Things to do -
[1] In the book description, which prize was the manuscript a finalist for?
[2] Name every publication listed under "Praise" in the book description.
[3] Condense the book description's paragraph beginning "She was a beloved eldest daughter" into a short bulleted list that keeps its main facts.

Passage shown -
★ ★ ★

| BOOK TOUR INFO! |
She was a beloved eldest daughter in a golden political family, destined for greatness. She gave birth to a future emperor but hungered for more power than women are allowed—so she poisoned her husbands and exiled her enemies. The chronicles say that through sex, murder, and manipulation, Agrippina became Empress of Rome and used men as prosthetics to rule one of the largest empires in history. Exhausted by the misogyny of today, Arterian reaches into the past to try to understand how we got here. This manuscript was a finalist for the Tupelo Press Dorset Prize, and received an Honorable Mention from Claudia Rankine for the AWP Donald Hall Prize.
Praise
⟣ A Ms. Best Poetry Collection
⟣ Featured on Lit Hub‘s “Poetry Books to Read This June”
⟣ Featured on Poetry Northwest‘s “Favorites: Summer 2025”
⟣ Featured on Write or Die‘s “Books We Can’t Wait to Read”

★ ★ ★

[Dataset records about object locations]
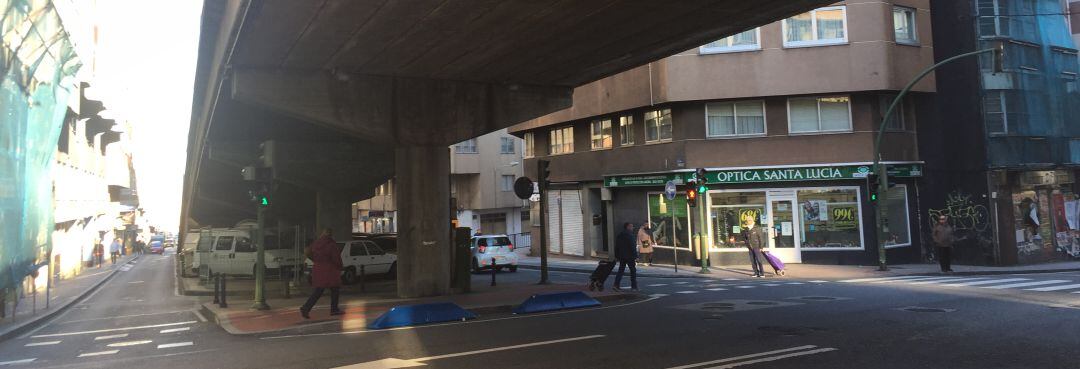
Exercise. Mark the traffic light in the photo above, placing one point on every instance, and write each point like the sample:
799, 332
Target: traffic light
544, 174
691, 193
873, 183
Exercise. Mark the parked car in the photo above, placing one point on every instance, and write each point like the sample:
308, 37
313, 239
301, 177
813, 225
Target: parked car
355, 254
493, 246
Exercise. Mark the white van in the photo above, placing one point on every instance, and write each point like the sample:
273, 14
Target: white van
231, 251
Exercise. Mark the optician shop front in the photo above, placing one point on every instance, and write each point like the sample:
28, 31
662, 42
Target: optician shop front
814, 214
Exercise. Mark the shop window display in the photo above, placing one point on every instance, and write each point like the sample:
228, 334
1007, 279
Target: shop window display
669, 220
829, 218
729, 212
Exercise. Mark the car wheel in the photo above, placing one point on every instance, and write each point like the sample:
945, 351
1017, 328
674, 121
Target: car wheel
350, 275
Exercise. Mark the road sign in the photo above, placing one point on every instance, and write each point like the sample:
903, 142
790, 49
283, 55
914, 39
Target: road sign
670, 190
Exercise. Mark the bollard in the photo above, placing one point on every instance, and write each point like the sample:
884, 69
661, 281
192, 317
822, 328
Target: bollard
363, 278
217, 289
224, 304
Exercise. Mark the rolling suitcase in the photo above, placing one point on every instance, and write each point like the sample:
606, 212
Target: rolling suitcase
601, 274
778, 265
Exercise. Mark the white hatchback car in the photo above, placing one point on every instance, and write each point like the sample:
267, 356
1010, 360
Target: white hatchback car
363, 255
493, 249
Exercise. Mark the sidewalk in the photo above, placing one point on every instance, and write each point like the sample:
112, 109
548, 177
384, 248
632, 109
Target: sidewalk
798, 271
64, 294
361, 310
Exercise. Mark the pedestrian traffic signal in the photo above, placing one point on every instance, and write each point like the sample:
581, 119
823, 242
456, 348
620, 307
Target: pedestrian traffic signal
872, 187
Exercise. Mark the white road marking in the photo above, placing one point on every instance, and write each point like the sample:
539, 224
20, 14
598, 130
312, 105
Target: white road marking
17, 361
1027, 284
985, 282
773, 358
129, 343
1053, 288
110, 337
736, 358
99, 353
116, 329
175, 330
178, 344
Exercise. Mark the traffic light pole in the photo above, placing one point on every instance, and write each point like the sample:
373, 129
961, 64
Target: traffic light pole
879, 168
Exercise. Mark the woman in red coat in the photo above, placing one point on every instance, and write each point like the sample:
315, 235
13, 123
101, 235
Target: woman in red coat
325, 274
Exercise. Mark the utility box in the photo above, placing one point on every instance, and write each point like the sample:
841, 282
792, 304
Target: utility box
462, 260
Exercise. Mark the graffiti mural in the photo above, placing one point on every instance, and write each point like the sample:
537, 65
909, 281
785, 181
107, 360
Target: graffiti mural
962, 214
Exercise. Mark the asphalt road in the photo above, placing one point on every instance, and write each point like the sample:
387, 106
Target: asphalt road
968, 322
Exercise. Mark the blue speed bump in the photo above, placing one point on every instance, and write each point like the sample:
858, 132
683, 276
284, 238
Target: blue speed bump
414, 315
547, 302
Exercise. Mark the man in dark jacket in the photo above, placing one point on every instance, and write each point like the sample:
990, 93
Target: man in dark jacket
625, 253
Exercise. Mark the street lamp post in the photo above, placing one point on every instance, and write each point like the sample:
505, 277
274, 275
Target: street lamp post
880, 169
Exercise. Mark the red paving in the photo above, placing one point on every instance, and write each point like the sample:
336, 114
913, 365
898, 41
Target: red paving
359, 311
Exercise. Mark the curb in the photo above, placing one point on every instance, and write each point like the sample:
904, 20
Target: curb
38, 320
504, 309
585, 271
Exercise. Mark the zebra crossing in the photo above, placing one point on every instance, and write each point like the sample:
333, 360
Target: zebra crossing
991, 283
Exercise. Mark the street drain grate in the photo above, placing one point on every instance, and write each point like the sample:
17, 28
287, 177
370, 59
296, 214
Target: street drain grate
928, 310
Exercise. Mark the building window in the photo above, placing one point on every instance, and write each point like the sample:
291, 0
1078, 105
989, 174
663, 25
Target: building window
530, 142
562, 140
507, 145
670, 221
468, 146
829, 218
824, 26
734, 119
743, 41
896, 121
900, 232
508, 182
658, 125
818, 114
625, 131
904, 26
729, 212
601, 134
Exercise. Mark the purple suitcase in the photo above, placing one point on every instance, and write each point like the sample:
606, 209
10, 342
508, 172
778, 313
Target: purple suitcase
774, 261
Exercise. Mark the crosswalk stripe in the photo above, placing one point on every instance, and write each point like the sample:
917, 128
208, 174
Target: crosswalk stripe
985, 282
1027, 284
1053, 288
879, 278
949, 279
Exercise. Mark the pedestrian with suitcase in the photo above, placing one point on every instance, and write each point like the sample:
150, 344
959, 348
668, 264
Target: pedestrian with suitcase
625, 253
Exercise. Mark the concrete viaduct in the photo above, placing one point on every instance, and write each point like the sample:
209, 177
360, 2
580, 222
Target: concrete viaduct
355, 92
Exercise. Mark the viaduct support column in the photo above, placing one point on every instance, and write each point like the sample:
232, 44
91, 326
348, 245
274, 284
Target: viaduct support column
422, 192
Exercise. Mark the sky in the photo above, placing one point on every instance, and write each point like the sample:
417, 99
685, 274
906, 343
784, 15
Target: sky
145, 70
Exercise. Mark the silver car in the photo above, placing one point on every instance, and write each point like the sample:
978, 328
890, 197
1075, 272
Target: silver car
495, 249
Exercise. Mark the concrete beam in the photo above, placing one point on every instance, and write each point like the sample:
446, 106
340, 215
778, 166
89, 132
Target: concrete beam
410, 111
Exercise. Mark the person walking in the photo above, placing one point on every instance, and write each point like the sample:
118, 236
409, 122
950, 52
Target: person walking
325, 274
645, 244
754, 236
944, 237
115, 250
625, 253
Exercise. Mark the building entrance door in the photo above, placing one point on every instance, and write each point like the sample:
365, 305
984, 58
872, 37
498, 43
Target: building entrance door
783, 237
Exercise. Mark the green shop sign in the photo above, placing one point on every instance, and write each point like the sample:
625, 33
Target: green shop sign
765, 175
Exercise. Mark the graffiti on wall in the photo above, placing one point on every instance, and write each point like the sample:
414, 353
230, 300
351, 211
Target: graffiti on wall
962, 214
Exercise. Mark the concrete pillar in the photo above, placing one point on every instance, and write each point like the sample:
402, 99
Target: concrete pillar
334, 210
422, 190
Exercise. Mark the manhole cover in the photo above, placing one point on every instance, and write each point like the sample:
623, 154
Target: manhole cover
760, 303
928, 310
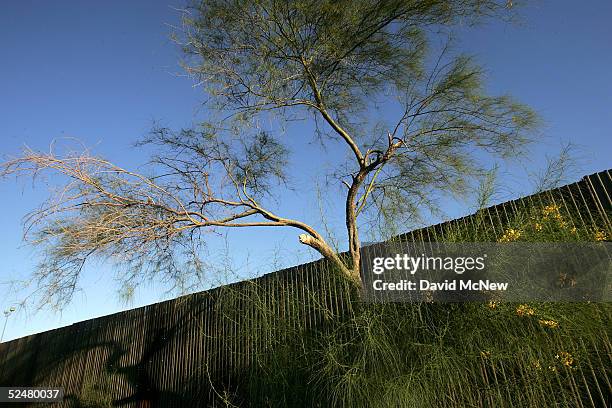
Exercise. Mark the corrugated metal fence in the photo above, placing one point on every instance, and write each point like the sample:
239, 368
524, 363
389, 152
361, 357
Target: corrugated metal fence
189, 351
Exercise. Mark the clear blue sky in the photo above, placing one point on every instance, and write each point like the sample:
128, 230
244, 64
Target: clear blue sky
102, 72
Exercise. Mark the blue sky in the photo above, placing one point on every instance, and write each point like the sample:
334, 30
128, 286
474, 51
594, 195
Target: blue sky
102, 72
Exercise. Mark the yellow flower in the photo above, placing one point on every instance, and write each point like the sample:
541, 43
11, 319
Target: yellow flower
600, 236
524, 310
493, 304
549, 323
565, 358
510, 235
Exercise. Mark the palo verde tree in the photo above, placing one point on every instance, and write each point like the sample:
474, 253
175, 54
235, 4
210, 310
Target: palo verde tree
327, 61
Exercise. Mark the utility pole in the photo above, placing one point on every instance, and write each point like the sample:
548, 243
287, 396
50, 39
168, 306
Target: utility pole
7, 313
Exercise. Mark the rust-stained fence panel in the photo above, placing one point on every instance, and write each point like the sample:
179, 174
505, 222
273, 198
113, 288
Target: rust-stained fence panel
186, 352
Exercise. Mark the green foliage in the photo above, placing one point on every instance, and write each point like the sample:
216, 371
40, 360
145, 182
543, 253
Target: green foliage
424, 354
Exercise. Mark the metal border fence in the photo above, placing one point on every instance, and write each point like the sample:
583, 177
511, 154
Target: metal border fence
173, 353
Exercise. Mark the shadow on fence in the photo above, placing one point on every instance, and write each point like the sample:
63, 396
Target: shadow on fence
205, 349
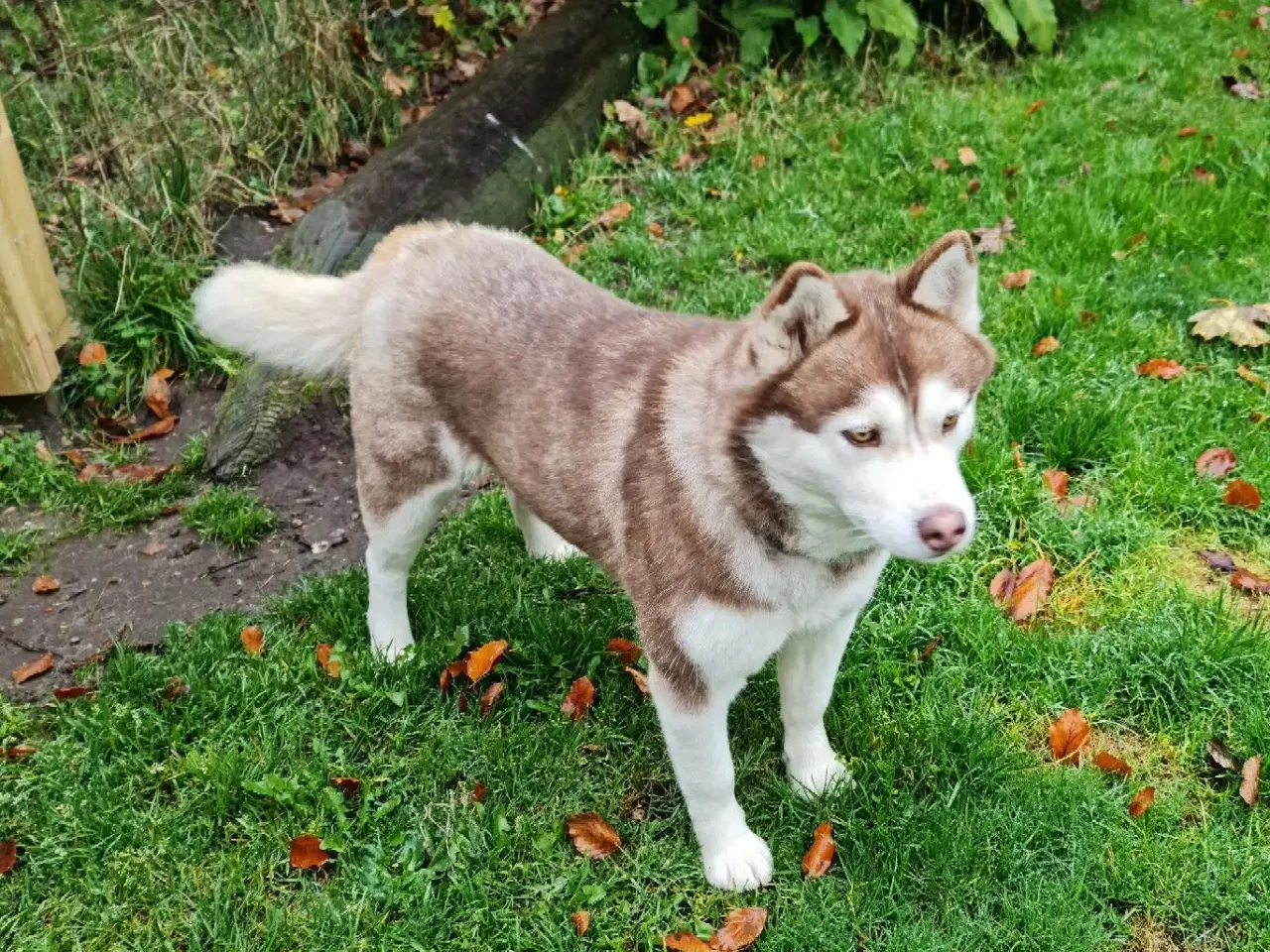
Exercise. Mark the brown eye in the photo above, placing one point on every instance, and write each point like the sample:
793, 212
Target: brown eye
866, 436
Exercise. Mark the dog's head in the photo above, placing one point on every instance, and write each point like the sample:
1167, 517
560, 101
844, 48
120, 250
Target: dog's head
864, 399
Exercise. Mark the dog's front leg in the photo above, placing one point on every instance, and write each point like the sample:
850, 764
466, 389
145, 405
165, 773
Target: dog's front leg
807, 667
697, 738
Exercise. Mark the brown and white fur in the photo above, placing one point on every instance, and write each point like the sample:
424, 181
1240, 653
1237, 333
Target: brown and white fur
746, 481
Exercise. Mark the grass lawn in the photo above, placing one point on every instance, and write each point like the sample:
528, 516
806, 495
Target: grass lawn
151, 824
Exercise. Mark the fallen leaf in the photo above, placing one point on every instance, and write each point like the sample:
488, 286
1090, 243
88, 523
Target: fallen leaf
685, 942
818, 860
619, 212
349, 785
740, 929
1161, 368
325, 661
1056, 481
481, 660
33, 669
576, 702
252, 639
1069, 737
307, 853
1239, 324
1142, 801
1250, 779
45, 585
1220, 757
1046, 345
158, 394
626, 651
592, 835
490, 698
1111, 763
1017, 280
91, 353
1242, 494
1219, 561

★ ★ ★

Solutions to the tasks -
[1] The Tupelo Press Dorset Prize.

[2] Ms., Lit Hub, Poetry Northwest, and Write or Die.

[3]
- Agrippina was the beloved eldest daughter of a golden political family and gave birth to a future emperor.
- Wanting more power than women were allowed, she poisoned her husbands and exiled her enemies.
- According to the chronicles, she became Empress of Rome through sex, murder, and manipulation and used men as prosthetics to rule.
- Exhausted by today's misogyny, Arterian turns to the past to understand how we got here.
- The manuscript was a finalist for the Tupelo Press Dorset Prize and received an Honorable Mention from Claudia Rankine for the AWP Donald Hall Prize.